WHAT TO PRODUCE>
Look through the data below, and copy each line that carries the word "cloud".

EXCERPTED RECORDS>
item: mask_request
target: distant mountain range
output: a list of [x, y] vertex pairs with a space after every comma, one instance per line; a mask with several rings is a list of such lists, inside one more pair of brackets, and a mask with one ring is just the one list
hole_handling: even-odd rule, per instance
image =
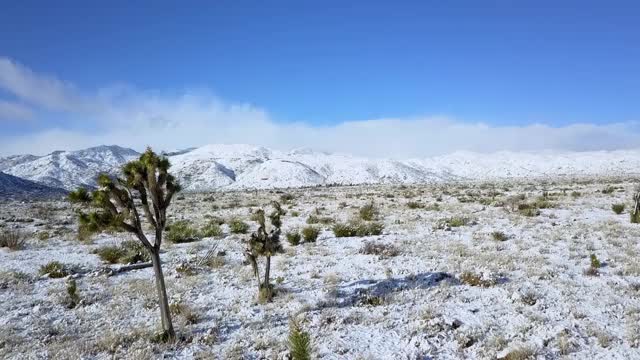
[[[139, 153], [119, 146], [0, 158], [0, 171], [51, 188], [94, 186]], [[188, 191], [316, 185], [413, 184], [640, 174], [640, 151], [457, 152], [407, 160], [368, 159], [308, 149], [282, 152], [250, 145], [206, 145], [167, 153]]]
[[53, 188], [0, 172], [0, 199], [33, 199], [62, 197], [64, 189]]

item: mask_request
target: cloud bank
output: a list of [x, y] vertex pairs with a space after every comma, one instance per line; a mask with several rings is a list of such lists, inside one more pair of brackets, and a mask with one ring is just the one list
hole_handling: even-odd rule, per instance
[[[0, 133], [0, 155], [44, 154], [101, 144], [175, 150], [246, 143], [308, 147], [371, 157], [426, 157], [454, 151], [586, 151], [640, 147], [640, 124], [492, 126], [446, 116], [349, 121], [333, 126], [282, 123], [264, 109], [229, 103], [206, 90], [163, 94], [126, 85], [94, 93], [0, 57], [0, 129], [6, 120], [39, 130]], [[5, 96], [3, 97], [3, 93]], [[48, 119], [68, 119], [56, 126]]]

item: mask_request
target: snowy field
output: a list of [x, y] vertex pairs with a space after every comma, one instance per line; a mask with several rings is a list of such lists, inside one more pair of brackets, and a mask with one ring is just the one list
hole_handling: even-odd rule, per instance
[[[168, 294], [180, 340], [152, 341], [159, 329], [153, 271], [107, 276], [94, 251], [126, 234], [76, 239], [62, 201], [0, 203], [0, 232], [28, 235], [0, 249], [0, 358], [286, 359], [289, 319], [311, 334], [322, 359], [640, 358], [640, 224], [631, 224], [634, 183], [355, 186], [184, 193], [172, 220], [223, 234], [163, 244]], [[291, 195], [291, 196], [288, 196]], [[543, 196], [544, 195], [544, 196]], [[243, 264], [251, 211], [283, 202], [284, 232], [310, 216], [315, 243], [273, 258], [273, 302], [257, 301]], [[334, 236], [333, 222], [374, 202], [382, 235]], [[624, 203], [621, 214], [612, 205]], [[312, 217], [313, 222], [313, 217]], [[284, 237], [284, 236], [283, 236]], [[367, 246], [368, 245], [368, 246]], [[379, 246], [377, 246], [379, 245]], [[216, 261], [193, 266], [215, 247]], [[592, 254], [600, 263], [593, 268]], [[219, 255], [219, 256], [218, 256]], [[69, 279], [41, 276], [59, 261]], [[190, 269], [190, 271], [185, 271]]]

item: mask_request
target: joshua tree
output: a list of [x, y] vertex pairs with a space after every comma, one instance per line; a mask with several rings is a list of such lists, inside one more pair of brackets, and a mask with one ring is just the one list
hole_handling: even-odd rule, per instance
[[640, 185], [636, 186], [633, 192], [633, 211], [631, 211], [631, 222], [640, 223]]
[[[258, 280], [258, 295], [263, 301], [270, 301], [273, 297], [273, 288], [269, 283], [271, 275], [271, 256], [282, 252], [282, 244], [280, 243], [280, 227], [282, 226], [281, 216], [285, 214], [280, 204], [276, 201], [271, 203], [274, 211], [269, 215], [271, 229], [267, 231], [264, 210], [260, 209], [256, 212], [256, 221], [258, 222], [258, 230], [249, 237], [249, 248], [247, 258], [253, 266], [253, 272]], [[260, 278], [260, 270], [258, 269], [257, 258], [265, 257], [264, 279]]]
[[[138, 160], [122, 167], [123, 178], [101, 174], [98, 178], [98, 190], [89, 194], [86, 190], [78, 189], [69, 195], [69, 199], [92, 208], [88, 213], [79, 212], [80, 232], [93, 234], [107, 229], [130, 232], [149, 251], [160, 303], [163, 337], [174, 339], [175, 331], [160, 262], [167, 208], [173, 195], [180, 191], [180, 185], [168, 173], [169, 166], [169, 160], [147, 148]], [[142, 208], [147, 222], [154, 230], [153, 242], [145, 235], [137, 206]]]

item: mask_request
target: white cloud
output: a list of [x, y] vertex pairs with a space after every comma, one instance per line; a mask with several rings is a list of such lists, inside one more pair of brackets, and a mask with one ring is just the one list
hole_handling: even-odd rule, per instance
[[46, 153], [99, 144], [173, 150], [209, 143], [247, 143], [279, 149], [310, 147], [376, 157], [421, 157], [457, 150], [613, 150], [640, 147], [637, 123], [551, 127], [491, 126], [447, 117], [352, 121], [335, 126], [279, 123], [260, 108], [232, 104], [207, 91], [158, 94], [126, 86], [78, 94], [73, 85], [0, 58], [0, 87], [22, 101], [82, 113], [98, 130], [52, 128], [0, 135], [0, 154]]
[[29, 120], [33, 117], [30, 108], [0, 99], [0, 121]]

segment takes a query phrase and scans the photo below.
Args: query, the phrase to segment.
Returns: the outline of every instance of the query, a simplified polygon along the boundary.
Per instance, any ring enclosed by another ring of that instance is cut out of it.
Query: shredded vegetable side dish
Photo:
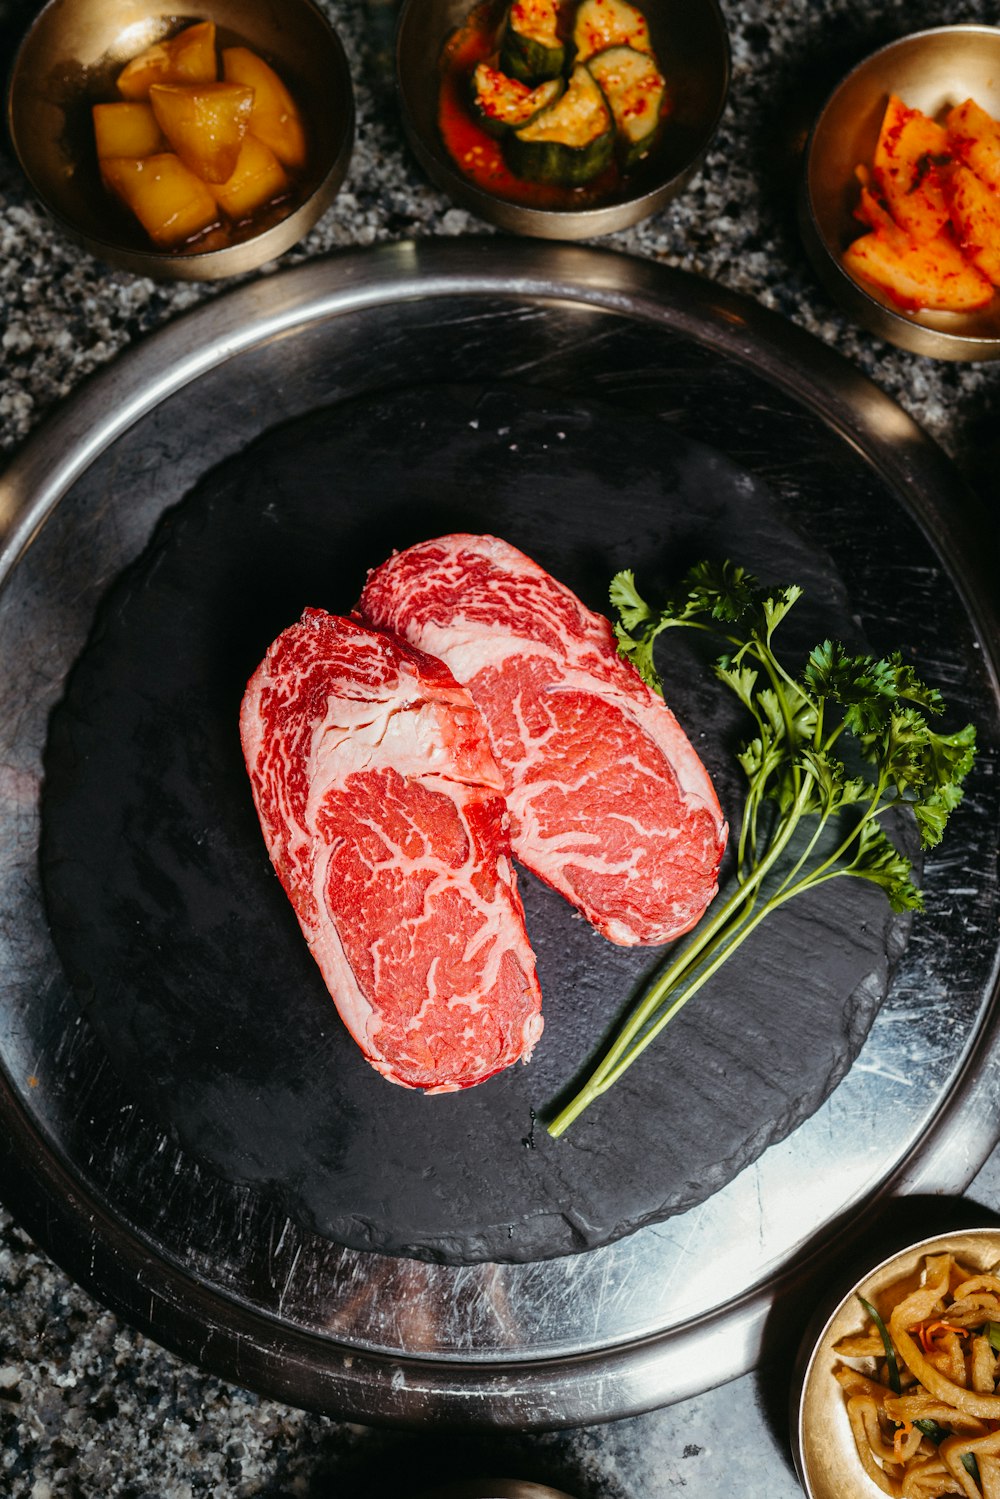
[[[869,1478],[894,1499],[1000,1499],[1000,1274],[929,1254],[859,1300],[834,1372]]]

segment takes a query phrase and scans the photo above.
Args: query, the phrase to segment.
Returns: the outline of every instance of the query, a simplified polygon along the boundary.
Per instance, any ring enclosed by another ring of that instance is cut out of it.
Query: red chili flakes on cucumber
[[[612,197],[669,109],[649,25],[627,0],[482,0],[441,74],[438,123],[460,171],[540,208]]]

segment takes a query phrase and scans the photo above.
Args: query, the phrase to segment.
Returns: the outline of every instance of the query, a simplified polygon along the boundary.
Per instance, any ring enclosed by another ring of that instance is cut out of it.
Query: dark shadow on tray
[[[440,1489],[484,1479],[504,1478],[539,1484],[572,1499],[632,1499],[607,1473],[588,1473],[574,1451],[572,1433],[550,1436],[474,1433],[437,1428],[432,1434],[403,1431],[359,1433],[343,1451],[339,1433],[324,1455],[310,1457],[312,1471],[296,1490],[301,1499],[433,1499]],[[286,1499],[282,1482],[268,1485],[260,1499]]]

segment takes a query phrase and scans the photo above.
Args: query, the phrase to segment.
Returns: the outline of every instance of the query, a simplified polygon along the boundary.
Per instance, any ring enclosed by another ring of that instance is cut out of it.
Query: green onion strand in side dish
[[[885,1349],[886,1367],[889,1371],[889,1388],[894,1395],[899,1395],[902,1393],[903,1384],[899,1377],[899,1360],[896,1357],[896,1345],[889,1336],[889,1329],[882,1321],[878,1308],[874,1307],[870,1301],[866,1301],[860,1291],[857,1292],[857,1297],[869,1317],[875,1323],[875,1330],[882,1339],[882,1347]]]
[[[923,1432],[925,1437],[930,1438],[935,1447],[940,1447],[945,1437],[951,1435],[951,1432],[948,1430],[947,1426],[942,1426],[940,1421],[932,1421],[929,1417],[921,1416],[921,1418],[918,1421],[914,1421],[913,1424],[918,1431]]]
[[[549,1124],[551,1135],[561,1135],[606,1093],[786,901],[853,876],[880,886],[894,911],[922,909],[910,861],[882,821],[908,808],[921,845],[937,844],[962,799],[975,729],[967,724],[949,734],[931,727],[931,716],[944,708],[941,695],[899,652],[855,655],[824,640],[793,674],[775,653],[773,637],[801,597],[794,585],[761,588],[732,562],[698,564],[678,598],[659,610],[640,596],[631,572],[618,573],[611,584],[619,650],[651,687],[662,695],[653,646],[664,630],[709,632],[725,647],[715,674],[755,727],[738,757],[748,789],[735,885],[666,960],[586,1083]]]

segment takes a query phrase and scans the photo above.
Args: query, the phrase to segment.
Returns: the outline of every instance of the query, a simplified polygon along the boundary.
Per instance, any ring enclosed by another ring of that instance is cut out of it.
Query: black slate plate
[[[567,1136],[544,1116],[662,952],[597,936],[522,873],[546,1030],[467,1093],[393,1087],[347,1036],[271,872],[237,715],[271,639],[345,612],[393,547],[492,531],[597,609],[700,556],[807,590],[794,658],[851,636],[829,556],[768,486],[620,408],[519,389],[384,392],[273,429],[168,512],[112,588],[56,710],[42,865],[57,947],[129,1090],[233,1182],[360,1249],[539,1260],[607,1243],[729,1181],[843,1076],[905,926],[838,881],[786,907]],[[746,722],[674,632],[667,696],[727,814]]]

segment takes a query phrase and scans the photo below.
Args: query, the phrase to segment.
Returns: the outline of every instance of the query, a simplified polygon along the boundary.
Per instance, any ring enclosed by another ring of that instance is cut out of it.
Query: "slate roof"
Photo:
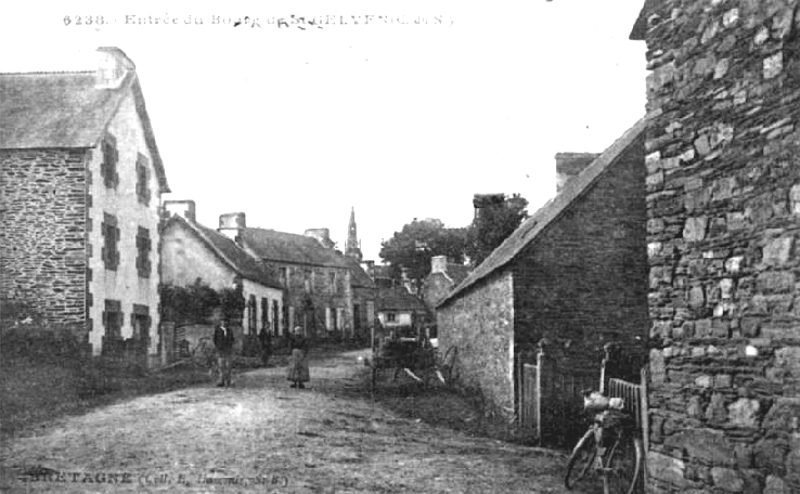
[[[403,287],[379,288],[375,300],[375,309],[378,311],[402,310],[417,312],[427,310],[422,300],[408,293],[408,290]]]
[[[343,255],[324,248],[317,239],[295,233],[245,228],[241,233],[244,246],[261,259],[292,264],[349,268]]]
[[[350,273],[352,276],[350,277],[350,283],[355,288],[375,288],[375,282],[372,281],[372,278],[369,277],[364,268],[361,267],[361,264],[352,257],[345,257],[345,262],[347,262],[347,266],[350,268]]]
[[[139,78],[132,70],[114,89],[96,88],[94,72],[0,74],[0,149],[92,148],[129,91],[161,192],[169,192]]]
[[[453,280],[454,285],[457,286],[469,276],[469,266],[464,266],[463,264],[448,264],[447,276],[449,276],[450,279]]]
[[[177,214],[169,219],[165,229],[169,227],[170,224],[177,224],[194,232],[219,259],[230,266],[231,269],[242,278],[272,288],[283,288],[281,284],[261,266],[261,263],[257,259],[253,258],[241,247],[236,245],[236,242],[213,228],[208,228],[199,223],[192,223]]]
[[[517,256],[520,251],[533,242],[561,213],[585,192],[591,189],[600,175],[614,163],[617,157],[630,146],[646,128],[645,119],[625,131],[608,149],[603,151],[591,165],[587,166],[578,176],[567,182],[561,192],[542,206],[530,218],[514,230],[467,278],[450,292],[437,307],[446,305],[451,300],[459,297],[467,289],[486,278],[496,270],[502,268]],[[644,166],[644,165],[642,165]]]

TASK RESULT>
target: cloud bank
target: white cloud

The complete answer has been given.